#### Extracted material:
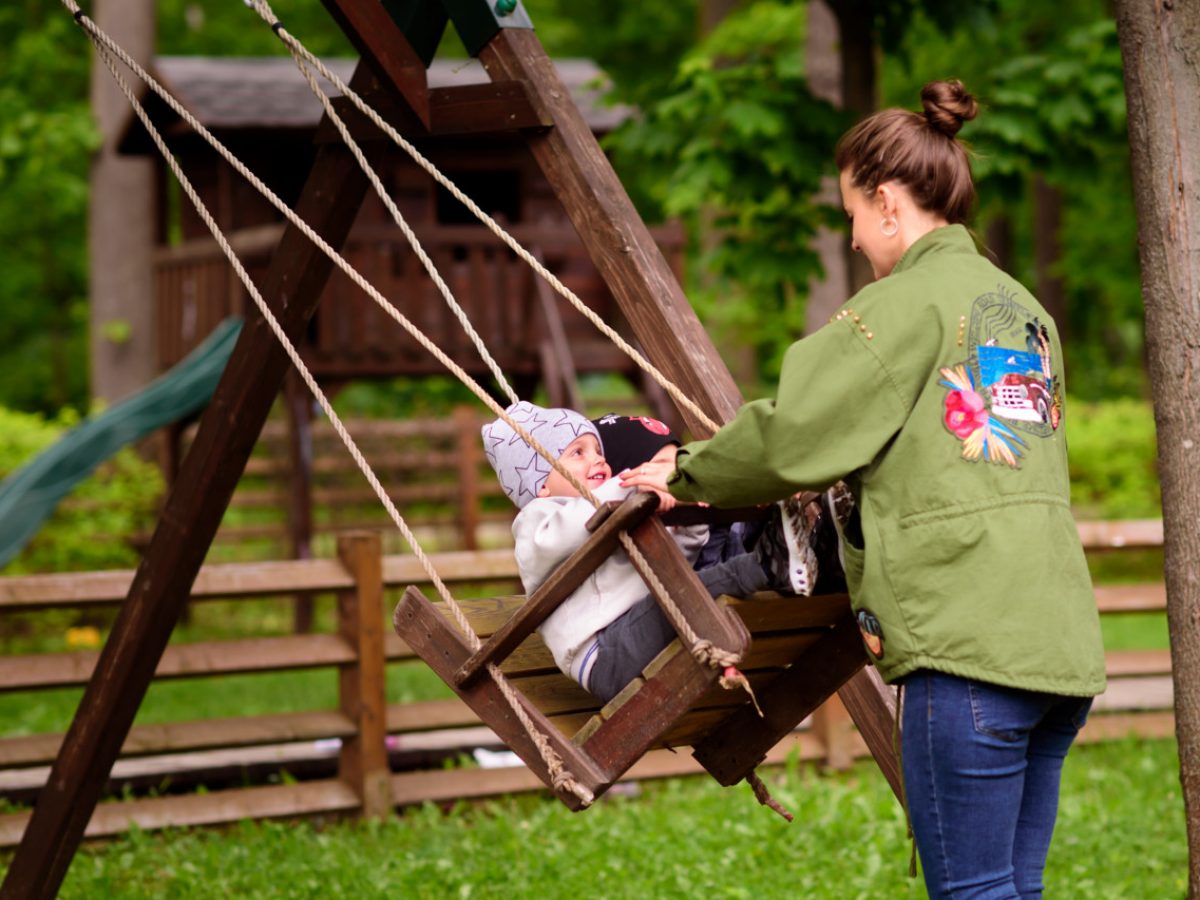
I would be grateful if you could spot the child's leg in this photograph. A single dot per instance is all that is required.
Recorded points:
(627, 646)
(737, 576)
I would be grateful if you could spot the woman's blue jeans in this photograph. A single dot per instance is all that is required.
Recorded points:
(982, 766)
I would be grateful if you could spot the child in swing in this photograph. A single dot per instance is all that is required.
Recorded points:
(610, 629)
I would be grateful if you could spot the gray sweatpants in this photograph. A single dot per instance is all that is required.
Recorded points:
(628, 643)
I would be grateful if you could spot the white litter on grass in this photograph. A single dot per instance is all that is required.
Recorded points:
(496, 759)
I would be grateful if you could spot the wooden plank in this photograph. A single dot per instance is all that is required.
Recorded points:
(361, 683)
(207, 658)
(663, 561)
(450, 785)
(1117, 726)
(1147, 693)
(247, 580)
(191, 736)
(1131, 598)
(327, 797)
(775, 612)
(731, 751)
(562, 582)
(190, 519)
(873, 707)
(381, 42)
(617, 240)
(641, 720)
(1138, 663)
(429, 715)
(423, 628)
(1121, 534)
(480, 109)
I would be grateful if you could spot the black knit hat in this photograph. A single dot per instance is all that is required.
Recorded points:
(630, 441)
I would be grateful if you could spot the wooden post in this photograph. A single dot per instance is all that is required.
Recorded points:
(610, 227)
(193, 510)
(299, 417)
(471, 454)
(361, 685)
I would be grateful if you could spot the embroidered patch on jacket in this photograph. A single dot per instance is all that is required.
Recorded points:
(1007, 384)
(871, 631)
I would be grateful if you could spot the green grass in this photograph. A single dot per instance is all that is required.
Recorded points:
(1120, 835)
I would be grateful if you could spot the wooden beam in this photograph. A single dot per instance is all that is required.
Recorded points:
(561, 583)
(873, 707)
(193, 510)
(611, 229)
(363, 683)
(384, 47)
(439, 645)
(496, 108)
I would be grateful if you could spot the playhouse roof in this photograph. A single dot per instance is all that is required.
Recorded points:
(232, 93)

#### What you need to do:
Work out how many lines in this data contain "wooden". Only that number should be given.

#### The completed task:
3